Text block:

--

I wasn’t a wanted child.

I know this for a fact. I was conceived right at the tail-end of the communist regime in Romania when neither birth control nor abortions were dreamt of, as my mother so often told us. I’m sure she was making a point about how privileged my sister and I were to have access to these things, but over-achiever that I am, I figured out the subtext.

Cut the dictatorship some slack, though. All that sexual health funding was going to essential projects like this. (Image courtesy of Pixabay)

When I had the audacity to be conceived, my dad made the best of it.

By this, I mean he went around making bets that I would be a boy to carry forward the family name.

He’d already had a daughter, so it was his due. All his cousins had had two girls and there was this folk legend that having only girls ran in my family. Somehow, his clansmen always married defective women who only bore daughters. It would be the end of the family name and legacy.

It is. I’m the last to carry that name, and I’ll dance when it dies.

Some of you who are parents should already be hearing serious alarm bells right about now: “Uh-oh. I certainly hope my daughter won’t feel that way about my name.” At least, if you have a decent bone in your body, you should.

Now, my dad went around making bets and making fun of his cousins for months.

He didn’t miss an opportunity to tease them about their daughter-having loser selves and their daughter-bearing loser wives. He put a lot of money on the table. He was convinced, delusionally so, that he was better than them.

Enter, me.

The classy “It’s a boy” party you didn’t get invited to if you only had loser daughters. (Image courtesy of Pixabay)

When I was born, as soon as he found out I was a girl, he left without a word. He spent days getting drunk in a back-alley pub. My aunt and grandfather eventually found him and dragged him back home to meet me, and I wasn’t told the story of how the next few years went.

That same aunt, a favorite of mine, is the one who told me all of this. She’s always been a loose-tongued, forward woman. For being a “chicken’s arse country girl”, as she calls herself, she was probably the most progressive member of my family.

She thought it was better I knew what he was like so that I could maybe stop caring so much. So that maybe I could stop wanting him to like me so much.

I don’t think it had the effect she wanted. I’ve always been a little slow on the uptake, and only now, about fifteen years later, am I making the connections between that story, why I was always so miserable as a child, and why I’m so weird and damaged now.

I know lots of you are screaming “obviously” at the screen, but it’s not that simple when you’re in it. It was my “normal” and I didn’t know there was any other way.

Long story short, I was that kid who was always wrong. Always stupid, always to blame, never allowed to do anything myself because I couldn’t possibly figure it out — especially anything handy or mechanical.

Here’s a really embarrassing one.

I was always really good at languages. I’d go to these formal competitions and consistently place in the top three. Eventually, I got to the national level where I placed second in something. I can’t remember what it was.

--

Written tasks:
1) Please give the lines of the listing as a JSON list of strings, one string per line with blank lines left out. Start with the line that contains "The component shall provide one point per instance of the light" and go on through the line that contains "x=358 y=309".
2) Carry the essay about growing up as an unwanted daughter further, beginning after its last sentence.
The listing below has no connection to the essay.

(Extracted listing)
--

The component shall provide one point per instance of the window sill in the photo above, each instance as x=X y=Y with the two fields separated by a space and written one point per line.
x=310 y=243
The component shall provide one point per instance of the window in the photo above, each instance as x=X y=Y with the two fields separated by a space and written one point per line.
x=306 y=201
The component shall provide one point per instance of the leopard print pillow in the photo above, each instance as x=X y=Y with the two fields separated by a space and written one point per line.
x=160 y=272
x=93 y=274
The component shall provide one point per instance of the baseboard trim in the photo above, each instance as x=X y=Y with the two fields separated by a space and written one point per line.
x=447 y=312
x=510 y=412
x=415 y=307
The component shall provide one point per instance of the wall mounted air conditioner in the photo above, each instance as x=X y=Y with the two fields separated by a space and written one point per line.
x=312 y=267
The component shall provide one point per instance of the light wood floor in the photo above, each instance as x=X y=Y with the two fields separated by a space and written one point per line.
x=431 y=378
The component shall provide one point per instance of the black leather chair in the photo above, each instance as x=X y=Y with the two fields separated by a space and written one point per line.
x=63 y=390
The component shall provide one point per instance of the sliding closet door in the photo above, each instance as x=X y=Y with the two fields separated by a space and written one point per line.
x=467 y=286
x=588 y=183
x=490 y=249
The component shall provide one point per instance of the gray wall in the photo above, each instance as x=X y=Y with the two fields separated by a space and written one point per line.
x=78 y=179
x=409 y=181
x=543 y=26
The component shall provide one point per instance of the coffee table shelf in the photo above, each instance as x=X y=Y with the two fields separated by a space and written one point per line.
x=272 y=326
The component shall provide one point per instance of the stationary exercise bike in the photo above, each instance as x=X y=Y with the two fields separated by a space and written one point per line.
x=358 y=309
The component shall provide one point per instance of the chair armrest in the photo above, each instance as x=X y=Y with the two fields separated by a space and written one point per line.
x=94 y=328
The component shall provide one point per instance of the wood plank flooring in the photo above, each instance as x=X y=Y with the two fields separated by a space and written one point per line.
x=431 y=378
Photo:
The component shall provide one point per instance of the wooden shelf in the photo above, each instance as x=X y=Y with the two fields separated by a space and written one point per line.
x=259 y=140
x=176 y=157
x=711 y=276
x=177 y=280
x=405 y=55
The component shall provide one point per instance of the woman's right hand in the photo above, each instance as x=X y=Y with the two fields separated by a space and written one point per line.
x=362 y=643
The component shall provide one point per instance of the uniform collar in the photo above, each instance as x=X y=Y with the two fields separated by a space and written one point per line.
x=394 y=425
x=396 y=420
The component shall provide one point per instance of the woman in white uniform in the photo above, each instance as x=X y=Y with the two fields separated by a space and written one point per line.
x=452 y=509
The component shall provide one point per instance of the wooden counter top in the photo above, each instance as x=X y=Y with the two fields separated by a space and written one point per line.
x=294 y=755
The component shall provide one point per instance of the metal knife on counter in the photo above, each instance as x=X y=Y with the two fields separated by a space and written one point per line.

--

Responses in order:
1)
[
  "The component shall provide one point per instance of the light wood floor in the photo above, each instance as x=X y=Y with the two fields separated by a space and written one point per line.",
  "x=431 y=378",
  "The component shall provide one point per instance of the black leather chair in the photo above, each instance as x=X y=Y with the two fields separated by a space and written one point per line.",
  "x=63 y=390",
  "The component shall provide one point per instance of the sliding closet door in the photo above, each instance as x=X y=Y with the two fields separated by a space and written one point per line.",
  "x=467 y=286",
  "x=588 y=183",
  "x=490 y=249",
  "The component shall provide one point per instance of the gray wall in the photo above, each instance as x=X y=Y with the two fields separated by a space and written one point per line.",
  "x=78 y=179",
  "x=409 y=181",
  "x=543 y=26",
  "The component shall provide one point per instance of the coffee table shelf in the photo above, each instance as x=X y=Y with the two fields separated by a space and written one point per line.",
  "x=272 y=326",
  "The component shall provide one point per instance of the stationary exercise bike in the photo above, each instance as x=X y=Y with the two fields separated by a space and written one point per line.",
  "x=358 y=309"
]

2)
I can, however, remember my father’s disappointment.

He sat in this horrible brown leather armchair in the living-room we never used for anything other than taking our shoes off because we weren’t a real family and we were barely living, and he frowned at me.

“If you’re just going to disgrace my name, I’d rather you didn’t go at all”.

So I didn’t. I stopped doing a lot of things. Drawing, writing, anything.

I still have a great time starting new things and a horrible time taking any of them to any completion and I can’t help but think that’s somehow related.

What does all of this have to do with the present?

Maybe nothing. Maybe lots. I’ve been reflecting over my last year — I got to do a lot of that throughout nine weeks of isolation — and realized that 90% of the trouble I get myself into comes from the fact that I have an addiction to being wanted and useful and helpful.

Maybe that’s not because I was an unwanted daughter. Maybe it is.

I used to find men who were absolutely terrible for me and spend all the energy I had in making them see that I’m, maybe, somehow, worthwhile. When that didn’t satisfy me anymore, it was a surprise to everyone involved. “But you seemed so happy supporting me. It’s not my fault you never asked for anything for yourself.”

Well, that’s true. It’s not anybody’s fault, not anyone here, in the present, that I’m one wave short of a shipwreck.

Actual footage of my current mental health. (Image courtesy of Pixabay)

The men in my life have been visitors in a foreign land that they couldn’t even begin to understand the language of.

And believe me, I’m still paying in big ways for the last handful of people that ran headfirst into me.

You wanna hear another really horrible confession?

Until my late twenties, I was completely unable to listen to female singers, read female authors, or have female friends.

I’m barely just starting to break through now, and I dare anyone to convince me that intergenerational sexism didn’t have something to do with putting those walls up there in the first place.

Because if I’m essentially worthless as a girl, then surely they all pretty much are. Right?

Breaking out of that solitary cell is hard. And even so, I’ll be able to accept that other women are amazing and strong and beautiful long before I’ll ever (if I ever do) believe that of myself.

Every new thing throws me back down the ladder. Being harassed and bullied into a corner by an angry ex nearly killed me, because hearing “you’re scum” isn’t the same when you actually believe it.

Every time I lose a friendship to the age-old “date me or you’re an evil witch” arc, I fall a little further.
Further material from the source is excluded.